>> START Information given

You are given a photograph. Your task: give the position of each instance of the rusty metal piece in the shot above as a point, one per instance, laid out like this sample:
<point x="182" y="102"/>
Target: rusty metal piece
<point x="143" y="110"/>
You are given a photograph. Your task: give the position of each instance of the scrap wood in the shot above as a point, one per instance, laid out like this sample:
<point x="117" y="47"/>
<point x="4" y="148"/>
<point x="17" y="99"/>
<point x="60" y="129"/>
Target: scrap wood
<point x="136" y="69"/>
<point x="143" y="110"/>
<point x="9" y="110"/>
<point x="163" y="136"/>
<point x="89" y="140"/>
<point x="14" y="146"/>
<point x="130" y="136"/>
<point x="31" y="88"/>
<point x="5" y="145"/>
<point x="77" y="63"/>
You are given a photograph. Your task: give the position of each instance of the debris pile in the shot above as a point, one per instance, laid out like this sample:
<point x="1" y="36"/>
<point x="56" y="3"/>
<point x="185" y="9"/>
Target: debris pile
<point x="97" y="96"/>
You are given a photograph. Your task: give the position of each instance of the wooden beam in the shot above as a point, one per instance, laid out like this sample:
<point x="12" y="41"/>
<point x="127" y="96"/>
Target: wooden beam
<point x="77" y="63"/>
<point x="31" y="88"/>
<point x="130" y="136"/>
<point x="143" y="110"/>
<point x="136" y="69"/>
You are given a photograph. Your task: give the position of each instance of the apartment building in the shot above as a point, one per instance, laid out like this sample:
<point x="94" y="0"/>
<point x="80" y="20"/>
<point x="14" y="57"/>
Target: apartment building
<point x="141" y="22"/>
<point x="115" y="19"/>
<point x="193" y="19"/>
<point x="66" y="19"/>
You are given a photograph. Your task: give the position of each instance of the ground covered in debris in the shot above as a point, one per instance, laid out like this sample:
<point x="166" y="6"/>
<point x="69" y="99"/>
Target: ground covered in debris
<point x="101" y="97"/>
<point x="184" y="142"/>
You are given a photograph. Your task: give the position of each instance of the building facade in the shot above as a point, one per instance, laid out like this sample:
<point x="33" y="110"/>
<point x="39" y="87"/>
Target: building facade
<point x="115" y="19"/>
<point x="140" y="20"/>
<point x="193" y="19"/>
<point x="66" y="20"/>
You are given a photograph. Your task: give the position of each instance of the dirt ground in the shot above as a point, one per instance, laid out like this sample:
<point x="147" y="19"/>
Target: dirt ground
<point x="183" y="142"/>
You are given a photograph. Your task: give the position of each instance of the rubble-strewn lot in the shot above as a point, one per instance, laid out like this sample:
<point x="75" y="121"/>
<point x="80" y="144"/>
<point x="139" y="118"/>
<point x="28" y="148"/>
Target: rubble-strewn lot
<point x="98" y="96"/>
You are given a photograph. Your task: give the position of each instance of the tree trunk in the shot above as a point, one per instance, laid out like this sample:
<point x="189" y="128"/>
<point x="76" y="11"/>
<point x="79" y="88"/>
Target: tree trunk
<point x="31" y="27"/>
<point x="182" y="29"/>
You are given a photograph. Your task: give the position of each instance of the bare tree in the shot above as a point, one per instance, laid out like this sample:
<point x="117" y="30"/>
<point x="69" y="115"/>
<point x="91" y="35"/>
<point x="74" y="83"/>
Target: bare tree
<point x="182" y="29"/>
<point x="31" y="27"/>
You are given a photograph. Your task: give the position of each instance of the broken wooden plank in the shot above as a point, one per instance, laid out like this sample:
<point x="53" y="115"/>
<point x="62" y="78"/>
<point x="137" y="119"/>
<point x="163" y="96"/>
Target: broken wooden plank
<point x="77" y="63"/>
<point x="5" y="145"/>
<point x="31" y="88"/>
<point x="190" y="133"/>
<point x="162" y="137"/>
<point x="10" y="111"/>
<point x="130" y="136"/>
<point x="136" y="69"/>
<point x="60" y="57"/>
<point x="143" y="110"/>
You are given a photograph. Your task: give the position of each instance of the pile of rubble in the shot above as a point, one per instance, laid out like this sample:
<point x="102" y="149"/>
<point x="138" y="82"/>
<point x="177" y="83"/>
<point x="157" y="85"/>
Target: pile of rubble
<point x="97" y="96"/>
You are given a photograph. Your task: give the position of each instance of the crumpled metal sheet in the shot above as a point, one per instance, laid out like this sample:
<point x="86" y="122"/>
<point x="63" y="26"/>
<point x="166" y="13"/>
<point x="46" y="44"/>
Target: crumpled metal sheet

>> END Information given

[Stated goal]
Recast the records as a Markdown table with the columns "No." and "Entry", starting with the line that contains "of the pile" and continuing through the last line of the records. Number each line in order and leave out any blank lines.

[Result for this task]
| No. | Entry |
|---|---|
| 1 | You are given a photograph. Your task: give the position of each instance of the pile of rubble in the shot above as a point, one per instance, laid out like this sample: |
| 2 | <point x="102" y="149"/> |
| 3 | <point x="138" y="82"/> |
| 4 | <point x="177" y="83"/> |
| 5 | <point x="157" y="85"/> |
| 6 | Target: pile of rubble |
| 7 | <point x="97" y="96"/> |
| 8 | You are given a photograph. Your task: give the position of each instance of the crumpled metal sheet in the shot above as a point, one per instance, laid out like this sample: |
| 9 | <point x="86" y="122"/> |
| 10 | <point x="63" y="26"/> |
| 11 | <point x="166" y="13"/> |
| 12 | <point x="46" y="44"/> |
| 13 | Target: crumpled metal sheet |